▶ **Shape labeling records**
-------------------------

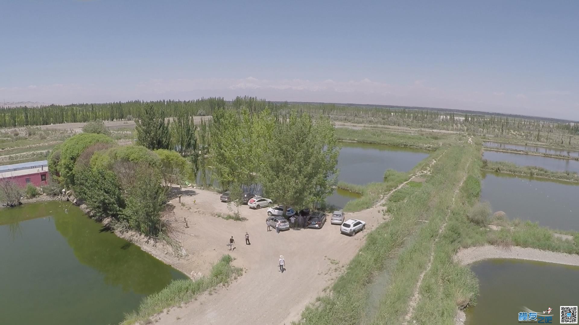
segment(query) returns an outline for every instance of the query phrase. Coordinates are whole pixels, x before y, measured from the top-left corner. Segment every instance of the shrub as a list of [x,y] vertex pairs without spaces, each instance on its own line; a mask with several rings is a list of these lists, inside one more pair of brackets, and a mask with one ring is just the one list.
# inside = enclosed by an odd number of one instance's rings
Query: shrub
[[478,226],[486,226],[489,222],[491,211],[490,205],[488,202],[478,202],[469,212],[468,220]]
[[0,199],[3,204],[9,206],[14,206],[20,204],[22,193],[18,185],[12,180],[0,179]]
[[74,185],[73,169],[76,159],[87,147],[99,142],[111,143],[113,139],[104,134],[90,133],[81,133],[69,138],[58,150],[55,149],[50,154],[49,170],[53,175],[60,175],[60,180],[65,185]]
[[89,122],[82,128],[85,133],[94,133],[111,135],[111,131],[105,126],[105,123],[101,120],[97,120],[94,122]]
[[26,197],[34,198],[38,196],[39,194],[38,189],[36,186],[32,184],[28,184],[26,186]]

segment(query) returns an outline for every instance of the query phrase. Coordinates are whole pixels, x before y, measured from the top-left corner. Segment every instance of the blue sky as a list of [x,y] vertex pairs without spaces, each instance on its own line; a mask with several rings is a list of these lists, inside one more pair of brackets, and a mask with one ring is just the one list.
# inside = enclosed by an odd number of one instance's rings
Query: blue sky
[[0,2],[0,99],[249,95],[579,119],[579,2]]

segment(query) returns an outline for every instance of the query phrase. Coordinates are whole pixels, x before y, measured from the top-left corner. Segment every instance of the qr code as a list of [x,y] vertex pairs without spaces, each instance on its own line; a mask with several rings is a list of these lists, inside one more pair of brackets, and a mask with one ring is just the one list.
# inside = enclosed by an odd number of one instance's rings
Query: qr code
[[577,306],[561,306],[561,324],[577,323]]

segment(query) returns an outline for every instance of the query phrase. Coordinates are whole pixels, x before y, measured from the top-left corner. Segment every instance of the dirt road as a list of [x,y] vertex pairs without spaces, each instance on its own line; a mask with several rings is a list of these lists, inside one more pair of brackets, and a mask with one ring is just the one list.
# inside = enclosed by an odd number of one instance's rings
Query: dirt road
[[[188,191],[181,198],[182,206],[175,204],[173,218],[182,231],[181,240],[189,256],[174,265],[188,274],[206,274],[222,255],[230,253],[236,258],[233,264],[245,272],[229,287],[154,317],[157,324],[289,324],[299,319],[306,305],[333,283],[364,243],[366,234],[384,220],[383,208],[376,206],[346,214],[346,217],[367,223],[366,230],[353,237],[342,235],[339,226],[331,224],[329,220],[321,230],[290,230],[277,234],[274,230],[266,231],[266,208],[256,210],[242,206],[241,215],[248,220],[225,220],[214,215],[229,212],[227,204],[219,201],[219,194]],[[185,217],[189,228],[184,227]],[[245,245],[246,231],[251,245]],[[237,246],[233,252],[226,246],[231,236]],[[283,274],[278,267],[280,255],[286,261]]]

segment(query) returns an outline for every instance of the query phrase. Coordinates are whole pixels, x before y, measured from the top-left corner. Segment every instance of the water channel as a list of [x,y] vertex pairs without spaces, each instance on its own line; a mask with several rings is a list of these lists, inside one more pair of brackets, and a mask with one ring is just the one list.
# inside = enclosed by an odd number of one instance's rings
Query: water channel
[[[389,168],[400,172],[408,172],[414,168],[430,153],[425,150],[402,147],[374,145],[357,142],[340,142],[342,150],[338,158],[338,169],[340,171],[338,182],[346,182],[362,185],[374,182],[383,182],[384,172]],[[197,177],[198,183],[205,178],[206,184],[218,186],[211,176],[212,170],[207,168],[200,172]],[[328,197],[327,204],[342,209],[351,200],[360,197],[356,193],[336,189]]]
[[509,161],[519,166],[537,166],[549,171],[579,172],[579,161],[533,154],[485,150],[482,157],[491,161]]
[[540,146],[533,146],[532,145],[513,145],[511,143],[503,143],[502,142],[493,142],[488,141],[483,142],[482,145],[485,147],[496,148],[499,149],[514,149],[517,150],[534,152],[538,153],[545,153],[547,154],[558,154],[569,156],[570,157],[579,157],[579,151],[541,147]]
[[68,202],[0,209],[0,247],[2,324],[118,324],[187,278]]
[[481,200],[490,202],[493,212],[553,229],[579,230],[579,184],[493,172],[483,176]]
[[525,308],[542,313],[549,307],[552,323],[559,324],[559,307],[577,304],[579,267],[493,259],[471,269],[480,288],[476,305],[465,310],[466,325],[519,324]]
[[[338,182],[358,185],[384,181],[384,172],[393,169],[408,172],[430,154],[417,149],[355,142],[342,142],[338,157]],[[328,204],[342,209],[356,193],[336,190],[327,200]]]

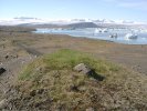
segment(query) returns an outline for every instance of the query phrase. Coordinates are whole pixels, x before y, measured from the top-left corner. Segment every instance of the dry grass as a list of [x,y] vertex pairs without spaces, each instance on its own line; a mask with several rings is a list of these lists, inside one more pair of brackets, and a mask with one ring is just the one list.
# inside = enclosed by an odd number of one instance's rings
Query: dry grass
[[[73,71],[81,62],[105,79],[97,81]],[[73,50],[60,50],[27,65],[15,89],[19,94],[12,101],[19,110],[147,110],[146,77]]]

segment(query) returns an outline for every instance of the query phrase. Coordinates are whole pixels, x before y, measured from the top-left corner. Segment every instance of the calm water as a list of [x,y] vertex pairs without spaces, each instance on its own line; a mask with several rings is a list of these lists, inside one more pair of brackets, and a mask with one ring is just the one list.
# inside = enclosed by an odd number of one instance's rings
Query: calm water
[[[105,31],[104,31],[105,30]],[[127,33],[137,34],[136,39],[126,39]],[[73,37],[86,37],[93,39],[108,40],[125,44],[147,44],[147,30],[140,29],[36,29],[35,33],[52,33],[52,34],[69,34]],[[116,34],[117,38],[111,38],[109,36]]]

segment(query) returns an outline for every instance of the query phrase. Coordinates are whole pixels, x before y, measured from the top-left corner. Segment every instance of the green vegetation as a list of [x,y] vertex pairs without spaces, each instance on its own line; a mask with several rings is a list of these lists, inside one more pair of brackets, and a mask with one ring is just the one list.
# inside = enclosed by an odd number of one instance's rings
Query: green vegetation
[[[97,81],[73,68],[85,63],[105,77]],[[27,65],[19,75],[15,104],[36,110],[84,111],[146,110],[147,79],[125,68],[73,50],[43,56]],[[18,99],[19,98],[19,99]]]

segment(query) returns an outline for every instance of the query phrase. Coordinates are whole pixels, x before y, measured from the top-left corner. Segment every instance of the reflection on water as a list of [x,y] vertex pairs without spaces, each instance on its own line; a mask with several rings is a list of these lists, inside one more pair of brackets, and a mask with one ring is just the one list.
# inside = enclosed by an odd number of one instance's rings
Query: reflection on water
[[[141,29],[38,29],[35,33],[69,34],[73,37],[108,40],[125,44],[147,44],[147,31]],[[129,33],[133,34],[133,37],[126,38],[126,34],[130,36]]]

-------------------------

▶ **GIVEN PROBLEM**
Could you output every one of the rows above as a two-column CSV with the headers instruction and outline? Put one line per row, quote each field, turn line breaks into spaces, and leave the pictures out.

▶ **FULL ANSWER**
instruction,outline
"segment(query) returns an outline for every instance of the query phrase. Coordinates are whole pixels, x before y, measured from the top-left corner. Segment every instance of the shrub as a list of [x,y] vertex pairs without spaces, each instance on its own line; a mask with several rings is a list of these lists, inside one more pair of brackets, and a mask with one ring is just the one list. # inside = enclosed by an odd number of one instance's rings Query: shrub","[[478,226],[486,226],[489,222],[491,211],[490,205],[488,202],[478,202],[469,212],[468,220]] [[0,199],[3,204],[9,206],[14,206],[20,204],[22,193],[18,185],[12,180],[0,179]] [[74,185],[73,169],[76,159],[87,147],[99,142],[111,143],[113,139],[104,134],[90,133],[81,133],[69,138],[58,150],[55,149],[50,154],[49,170],[53,175],[60,175],[60,180],[65,185]] [[89,122],[82,128],[85,133],[94,133],[111,135],[111,131],[105,126],[105,123],[101,120],[97,120],[94,122]] [[26,197],[34,198],[38,196],[39,194],[38,189],[36,186],[32,184],[28,184],[26,186]]"
"segment(query) returns an outline for every instance of the query phrase. Coordinates are whole pixels, x before y, measured from the top-left corner. Segment every instance of the blue sky as a list of [x,y] vertex pairs without spaces, each instance on its own line; a mask with several rings is a list of these lists, inside one more pair of brackets, and a mask with one ring is just the one list. # inside = enclosed by an odd number of one instance's rings Query: blue sky","[[0,2],[0,99],[249,95],[579,119],[579,2]]"
"segment(query) returns an outline for every instance of the query phrase. Coordinates are whole pixels, x before y, measured from the top-left corner. Segment every instance of the qr code as a list of [x,y] vertex pairs without spaces, each instance on its own line; a mask with several rings is a list of these lists, inside one more pair of brackets, and a mask with one ring is just the one list. # inside = enclosed by an odd number of one instance's rings Query: qr code","[[577,306],[561,306],[561,324],[577,323]]"
"segment(query) returns an outline for every instance of the query phrase. Coordinates are whole pixels, x before y, measured from the top-left corner. Segment every instance of the dirt road as a list of [x,y] vertex pairs without spaces, each instance on its own line; a mask with several rings is a list of these lists, inside one more pair of brackets, and a mask with one ring is just the one list. # inside = enclosed by an odd number of one instance's rings Query: dirt road","[[[188,191],[181,198],[182,206],[175,204],[173,218],[182,231],[181,240],[189,256],[174,265],[188,274],[206,274],[222,255],[230,253],[236,258],[233,264],[245,272],[229,287],[154,317],[157,324],[289,324],[299,319],[306,305],[333,283],[364,243],[366,234],[384,220],[383,208],[376,206],[346,214],[346,217],[367,223],[366,230],[353,237],[342,235],[339,226],[331,224],[329,220],[321,230],[290,230],[277,234],[274,230],[266,231],[266,208],[256,210],[242,206],[241,215],[248,220],[225,220],[214,215],[229,212],[227,204],[219,201],[219,194]],[[185,217],[189,228],[184,227]],[[245,245],[246,231],[251,245]],[[237,246],[233,252],[226,246],[231,236]],[[283,274],[278,267],[280,255],[286,261]]]"
"segment(query) returns an outline for every instance of the query phrase. Coordinates are whole pixels, x before y, measured from the top-left corner. Segment every instance of the water channel as a list of [x,y] vertex pairs without spaces, each instance on its own line; a mask with several rings is a list of these lists, inside one more pair of brackets, and a mask with one ring is just the one list. # inside = enclosed by an odd number of one instance's rings Query: water channel","[[[389,168],[400,172],[408,172],[414,168],[430,153],[425,150],[402,147],[374,145],[357,142],[340,142],[342,150],[338,158],[338,169],[340,171],[338,182],[346,182],[362,185],[374,182],[383,182],[384,172]],[[197,177],[198,183],[205,178],[206,184],[218,186],[211,176],[212,170],[207,168],[200,172]],[[328,197],[327,204],[342,209],[351,200],[360,197],[356,193],[336,189]]] [[509,161],[519,166],[537,166],[549,171],[579,172],[579,161],[533,154],[485,150],[482,157],[491,161]] [[540,146],[533,146],[532,145],[513,145],[511,143],[503,143],[502,142],[493,142],[488,141],[483,142],[482,145],[485,147],[496,148],[499,149],[514,149],[517,150],[534,152],[538,153],[545,153],[547,154],[558,154],[569,156],[570,157],[579,157],[579,151],[541,147]] [[68,202],[0,209],[0,247],[2,324],[118,324],[187,278]] [[481,200],[490,202],[493,212],[553,229],[579,230],[579,184],[493,172],[483,176]] [[525,308],[542,313],[549,307],[552,323],[559,324],[559,307],[577,304],[579,267],[493,259],[471,269],[480,288],[476,305],[465,310],[466,325],[519,324]] [[[338,182],[358,185],[384,181],[384,172],[393,169],[408,172],[430,154],[417,149],[355,142],[342,142],[338,157]],[[328,204],[342,209],[356,193],[336,190],[327,200]]]"
"segment(query) returns an outline for every instance of the query phrase. Coordinates are whole pixels, x before y, measured from the top-left corner. Segment every instance of the dry grass as a list of [x,y] vertex pairs without spaces, each instance on its own line; a mask with several rings is a list of these lists, inside one more pair of brackets, and a mask with one ring is just the one list. # inside = enclosed by an odd number of one instance's rings Query: dry grass","[[[73,71],[81,62],[105,79],[97,81]],[[73,50],[60,50],[27,65],[15,89],[19,94],[12,101],[19,110],[147,110],[146,77]]]"
"segment(query) returns an outline for every instance of the query phrase. Coordinates are whole pixels, x before y, measured from the top-left corner. Segment every instance of the calm water as a list of [x,y] vertex pairs without spaces, each instance on its own line; a mask with several rings is a list of these lists, inside one more pair of brackets, and a mask with one ring is just the one list. # inside = enclosed by an odd number of one instance's rings Query: calm water","[[[105,31],[104,31],[105,30]],[[127,33],[137,34],[136,39],[126,39]],[[73,37],[86,37],[93,39],[108,40],[125,44],[147,44],[147,30],[140,29],[36,29],[35,33],[52,33],[52,34],[69,34]],[[116,34],[117,38],[111,38],[109,36]]]"
"segment(query) returns an outline for every instance of the query phrase. Coordinates are whole pixels, x before y, measured from the top-left corner. Segment every instance of the green vegetation as a list of [x,y] vertex pairs without spaces, each instance on its own line; a mask with several rings is a list of these lists, inside one more pair of brackets, and a mask with one ring is just the one list. # inside = enclosed by an odd number of one instance's rings Query: green vegetation","[[[97,81],[73,68],[85,63],[105,77]],[[27,65],[19,75],[15,104],[36,110],[84,111],[146,110],[147,79],[125,68],[73,50],[43,56]],[[18,99],[19,98],[19,99]]]"
"segment(query) returns an outline for every instance of the query phrase. Coordinates are whole pixels, x before y, measured from the top-left corner. Segment every instance of the reflection on water as a list of [x,y] vertex pairs without spaces, each instance on its own line; a mask with several rings is a list of these lists, inside one more pair of brackets, and a mask with one ring is just the one list. # inside = enclosed by an odd number of one instance's rings Query: reflection on water","[[[141,29],[38,29],[35,33],[69,34],[73,37],[108,40],[125,44],[147,44],[147,31]],[[129,33],[133,34],[133,37],[126,38],[126,34],[130,36]]]"